■ DIRECTIONS ■
Please rewrite the listing below, replacing "photo" with "image" everywhere and keeping everything else the same. Leave the pictures out.

■ DATA LISTING ■
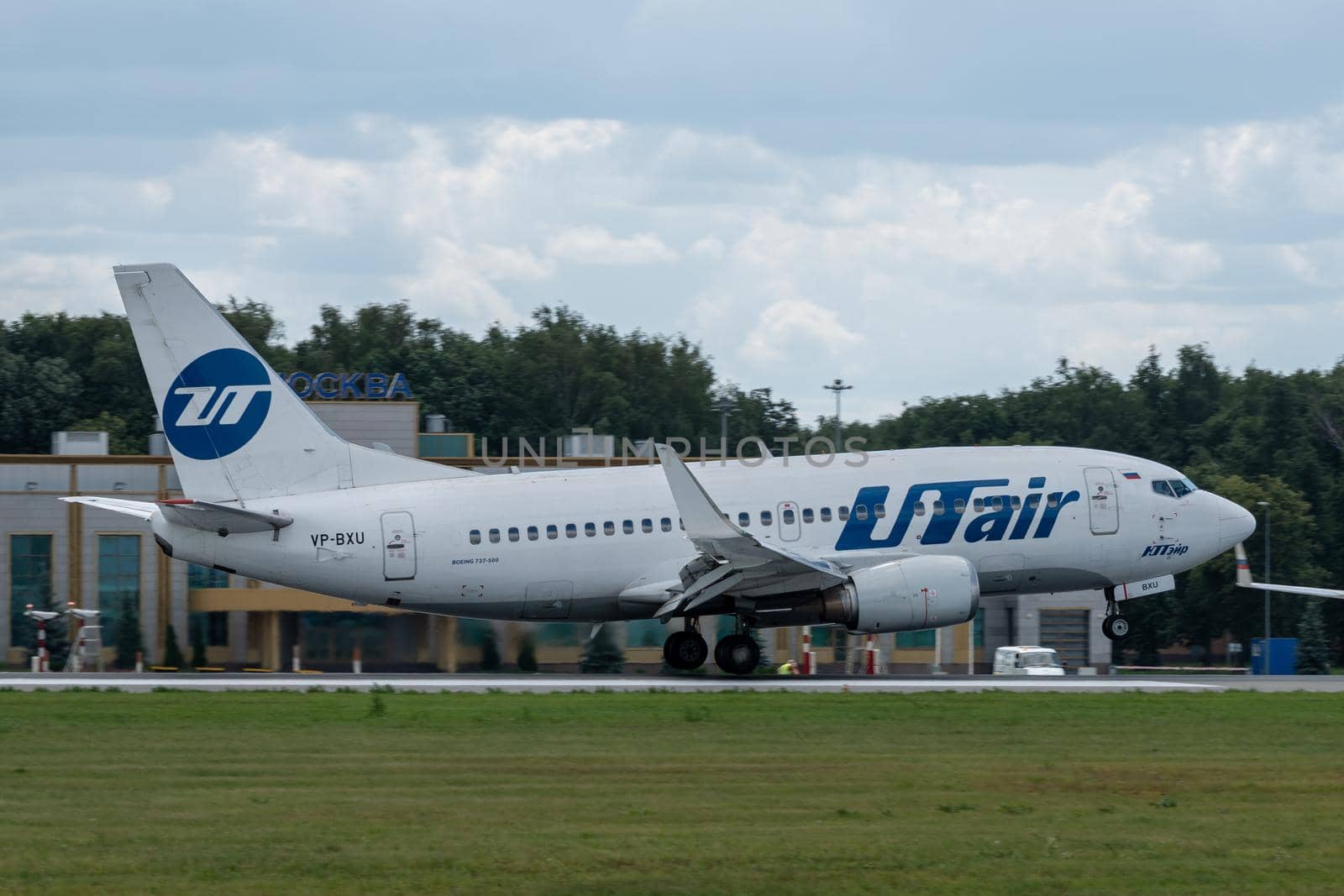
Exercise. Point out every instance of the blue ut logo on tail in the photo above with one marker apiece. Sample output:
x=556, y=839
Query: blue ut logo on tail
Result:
x=217, y=405
x=990, y=510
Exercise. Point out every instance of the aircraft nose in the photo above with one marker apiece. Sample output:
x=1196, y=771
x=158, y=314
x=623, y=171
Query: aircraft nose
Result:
x=1234, y=524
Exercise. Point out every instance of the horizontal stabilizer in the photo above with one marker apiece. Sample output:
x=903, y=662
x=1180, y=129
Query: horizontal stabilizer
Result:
x=1243, y=579
x=214, y=517
x=140, y=510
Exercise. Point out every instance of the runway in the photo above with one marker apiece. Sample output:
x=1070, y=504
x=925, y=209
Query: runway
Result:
x=573, y=683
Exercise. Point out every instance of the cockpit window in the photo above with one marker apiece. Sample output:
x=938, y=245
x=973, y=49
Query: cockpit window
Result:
x=1173, y=488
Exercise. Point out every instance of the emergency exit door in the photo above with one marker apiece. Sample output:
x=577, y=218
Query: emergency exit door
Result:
x=790, y=526
x=398, y=546
x=1102, y=506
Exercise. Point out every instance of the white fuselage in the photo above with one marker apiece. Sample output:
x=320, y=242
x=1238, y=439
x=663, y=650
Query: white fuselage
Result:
x=602, y=544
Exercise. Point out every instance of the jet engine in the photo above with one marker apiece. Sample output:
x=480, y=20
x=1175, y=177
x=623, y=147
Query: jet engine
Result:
x=900, y=595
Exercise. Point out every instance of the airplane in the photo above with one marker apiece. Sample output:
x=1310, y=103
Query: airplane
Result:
x=867, y=542
x=1243, y=580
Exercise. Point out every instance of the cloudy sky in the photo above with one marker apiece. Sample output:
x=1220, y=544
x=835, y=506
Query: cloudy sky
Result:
x=920, y=197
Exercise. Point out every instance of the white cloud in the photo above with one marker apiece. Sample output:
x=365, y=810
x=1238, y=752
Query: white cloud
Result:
x=796, y=328
x=593, y=244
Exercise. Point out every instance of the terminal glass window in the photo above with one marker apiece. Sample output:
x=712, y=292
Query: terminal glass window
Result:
x=199, y=577
x=118, y=584
x=30, y=580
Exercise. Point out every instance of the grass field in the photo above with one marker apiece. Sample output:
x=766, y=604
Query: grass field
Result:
x=718, y=793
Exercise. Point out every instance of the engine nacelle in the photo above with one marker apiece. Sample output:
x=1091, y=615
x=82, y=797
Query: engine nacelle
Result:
x=905, y=595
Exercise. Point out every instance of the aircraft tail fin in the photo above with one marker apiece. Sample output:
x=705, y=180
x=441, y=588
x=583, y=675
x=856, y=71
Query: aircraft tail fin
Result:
x=235, y=429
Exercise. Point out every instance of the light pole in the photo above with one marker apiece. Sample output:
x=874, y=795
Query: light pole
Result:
x=1268, y=578
x=837, y=385
x=725, y=406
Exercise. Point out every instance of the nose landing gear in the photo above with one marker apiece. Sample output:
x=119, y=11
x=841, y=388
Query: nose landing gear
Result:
x=1115, y=626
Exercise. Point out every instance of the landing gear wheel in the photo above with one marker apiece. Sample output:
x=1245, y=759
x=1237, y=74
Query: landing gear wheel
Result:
x=1116, y=627
x=738, y=654
x=685, y=651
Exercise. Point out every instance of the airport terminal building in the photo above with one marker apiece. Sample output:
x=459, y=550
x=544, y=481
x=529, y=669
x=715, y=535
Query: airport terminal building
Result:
x=55, y=553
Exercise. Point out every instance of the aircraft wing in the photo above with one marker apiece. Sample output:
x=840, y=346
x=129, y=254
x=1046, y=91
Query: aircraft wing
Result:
x=732, y=559
x=140, y=510
x=1243, y=579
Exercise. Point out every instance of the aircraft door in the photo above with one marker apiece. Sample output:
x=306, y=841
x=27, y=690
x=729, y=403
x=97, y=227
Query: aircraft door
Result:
x=790, y=526
x=1102, y=504
x=398, y=546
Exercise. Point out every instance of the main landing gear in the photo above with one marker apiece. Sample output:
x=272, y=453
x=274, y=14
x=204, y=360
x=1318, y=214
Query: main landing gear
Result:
x=1115, y=626
x=738, y=654
x=685, y=649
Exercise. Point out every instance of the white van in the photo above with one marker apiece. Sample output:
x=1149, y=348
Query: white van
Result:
x=1027, y=661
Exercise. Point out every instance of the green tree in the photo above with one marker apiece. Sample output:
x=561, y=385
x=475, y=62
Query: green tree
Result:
x=1314, y=658
x=490, y=651
x=528, y=653
x=602, y=654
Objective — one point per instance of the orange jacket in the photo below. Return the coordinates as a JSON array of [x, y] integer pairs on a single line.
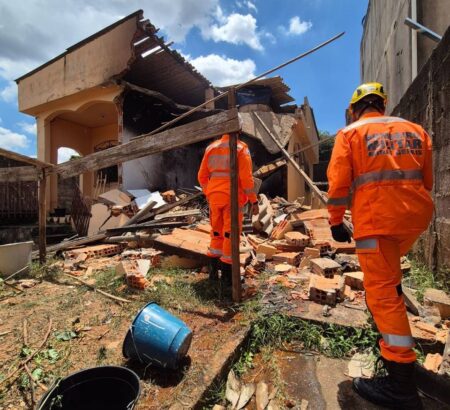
[[214, 172], [382, 166]]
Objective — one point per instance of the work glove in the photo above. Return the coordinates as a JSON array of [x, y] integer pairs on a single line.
[[255, 209], [340, 234]]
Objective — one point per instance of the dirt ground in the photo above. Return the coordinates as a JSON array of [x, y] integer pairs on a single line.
[[88, 330], [313, 381]]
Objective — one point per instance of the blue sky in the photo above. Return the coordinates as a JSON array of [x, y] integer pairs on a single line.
[[229, 41]]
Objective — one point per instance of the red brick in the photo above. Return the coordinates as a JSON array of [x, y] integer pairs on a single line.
[[296, 238], [354, 280], [325, 266], [292, 258]]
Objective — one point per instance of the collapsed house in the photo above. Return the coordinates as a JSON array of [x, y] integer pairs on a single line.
[[124, 81]]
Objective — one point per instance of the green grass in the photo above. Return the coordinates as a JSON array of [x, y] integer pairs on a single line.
[[276, 331], [421, 277]]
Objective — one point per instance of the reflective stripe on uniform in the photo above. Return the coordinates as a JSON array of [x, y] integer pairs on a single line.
[[368, 243], [399, 341], [213, 251], [219, 174], [389, 175], [220, 161], [343, 200], [220, 144], [373, 120]]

■ RESULT BELOW ■
Exercise. Point out every instance of the blue ut logo on tail in the image above with one marker apiece. Sample output:
x=556, y=839
Query: blue ut logo on tail
Result:
x=217, y=405
x=990, y=510
Exercise. Point out every instance of the aircraft nose in the image above with one marker apiece. Sample output:
x=1196, y=771
x=158, y=314
x=623, y=171
Query: aircraft nose
Result:
x=1234, y=524
Exercise. Point out every instance of the horizontal stabilizer in the image above with one marker apiece. Sample output:
x=903, y=662
x=1180, y=129
Query: horizontal stabilizer
Result:
x=1243, y=579
x=214, y=517
x=140, y=510
Exercise. Point out every instance of the runway in the image above with one marker apiece. Sample output:
x=1070, y=504
x=925, y=209
Query: runway
Result:
x=573, y=683
Exercise. Point out every instance of the cockpit window in the image above with one marker apiece. Sample output:
x=938, y=245
x=973, y=49
Query: cockpit window
Result:
x=1173, y=488
Exercise. Point out every instance of the emergency exit door in the image above with one marker apiece. Sample output:
x=577, y=218
Query: emergency exit door
Result:
x=790, y=526
x=398, y=546
x=1102, y=506
Exercise. Point out every instance of the white fuselage in the image above with one marker apiece. Sample output:
x=320, y=242
x=1238, y=439
x=663, y=650
Query: white fuselage
Result:
x=602, y=544
Exercise. Point out every instance of the jet engine in the image above with one marker apiece. Sample output:
x=480, y=20
x=1175, y=177
x=623, y=147
Query: jet engine
Result:
x=900, y=595
Exercise. Point out every instance of the airplane in the image above with one marker apiece. Sample output:
x=1310, y=103
Query: airplane
Result:
x=867, y=542
x=1243, y=580
Exercise. Point out every instance of the cloudy sky in the image above with one marker apiece. Sample output:
x=1220, y=544
x=835, y=506
Query: cloudy sky
Result:
x=920, y=197
Exercise. Point out every instance of the white cloud in the image above with one marker apiece. Sample output:
x=365, y=810
x=1238, y=752
Query: white cloud
Result:
x=796, y=328
x=593, y=244
Exercise. Point out every instance of the terminal glass window in the image above with one marker apiece. Sample output:
x=712, y=292
Query: terminal glass window
Result:
x=199, y=577
x=118, y=584
x=30, y=580
Exercise. Point out every instance of the grass field in the image above with one marker apiece. Sample output:
x=766, y=604
Query: grass field
Result:
x=718, y=793
Exercise. Point out every instance of the engine nacelle in the image above with one marker apiece. Sample output:
x=1091, y=615
x=82, y=797
Query: engine nacelle
Result:
x=905, y=595
Exercise. Point out every instance of the aircraft tail fin in the image above with one marker apiece. Sample output:
x=705, y=180
x=441, y=588
x=583, y=675
x=856, y=71
Query: aircraft tail fin
Result:
x=235, y=429
Exercise. Point out every instance of the light pole in the image above with one marker apiece. Sample output:
x=874, y=795
Query: light pole
Result:
x=1268, y=578
x=837, y=385
x=725, y=406
Exercise. Point out every instance of the nose landing gear in the image above with one marker apiece. Sample output:
x=119, y=11
x=841, y=388
Query: nose landing gear
Result:
x=1115, y=626
Exercise. Point out every instance of the landing gear wheel in the image above with one marker apiece. Sample output:
x=1245, y=759
x=1237, y=74
Query: landing gear wheel
Result:
x=1116, y=627
x=738, y=654
x=685, y=651
Exercise. Point out every instance of the airport terminal building in the image above with one marker apiece. Sample output:
x=459, y=550
x=544, y=481
x=529, y=669
x=715, y=535
Query: airport terminal building
Result:
x=55, y=553
Exercise. Point out every instance of the aircraft wing in the image above with one marker apiece. Sample output:
x=840, y=346
x=129, y=254
x=1046, y=91
Query: aircraft wing
Result:
x=732, y=559
x=140, y=510
x=1243, y=579
Exercise. Point out every instance of the aircraft door in the image above with one marker apiece. Sample output:
x=306, y=841
x=27, y=690
x=729, y=403
x=97, y=227
Query: aircraft door
Result:
x=790, y=526
x=1102, y=504
x=398, y=546
Exercise. Point out every instance of the main landing gear in the image above with one marker apiece. Sample output:
x=272, y=453
x=274, y=14
x=204, y=360
x=1318, y=214
Query: main landing gear
Result:
x=1115, y=626
x=738, y=654
x=685, y=649
Exercise. Point out every instance of the white van in the image above with one marker apiece. Sample output:
x=1149, y=348
Query: white van
Result:
x=1027, y=661
Exercise. Point out every instance of the green tree in the image above with one marker apiece. Sample output:
x=561, y=385
x=475, y=62
Query: green tree
Result:
x=1314, y=658
x=490, y=651
x=528, y=653
x=602, y=654
Objective — one point per instance of the orange jacket in the image below. Return the coordinates as a JSON array of [x, y] integer pairs on a single line.
[[214, 172], [382, 166]]
Objective — one point per instance of the work glove in the image above. Return the coordinates as a JSON array of [x, y] integer pairs on a single line.
[[255, 209], [340, 234]]
Objective — one point per instance of the dirt ground in the image above. Return the coordinates as a JSON array of [x, y] integer pairs on a single line.
[[88, 330], [313, 381]]
Objective — one point per instance of the blue sky in the image above. Return the coordinates as a JSON array of [x, y] integer pairs on a single line.
[[229, 41]]
Objective — one point per instance of the red brick in the image above. Return the coordinates as a JSON array of [x, y] integer pairs on a single line.
[[296, 238], [354, 280], [325, 266], [292, 258]]
Objective — one point per instance of the collapsed house in the image above. Return the coordinates as a JSON array of [x, y] integer pairs on a single line.
[[124, 81]]
Objective — one point per instance of the green grass in the image above. Return the coordinates as a JSON array of [x, y] integer pairs on a single line.
[[276, 331], [421, 277]]
Objective — one point per instance of the reflective stripe on uniform in the image above. Return the coordinates as a JSON array of [x, y] integer pairs on a single line.
[[368, 243], [399, 341], [213, 251], [219, 174], [389, 175], [220, 161], [343, 200], [220, 144], [373, 120]]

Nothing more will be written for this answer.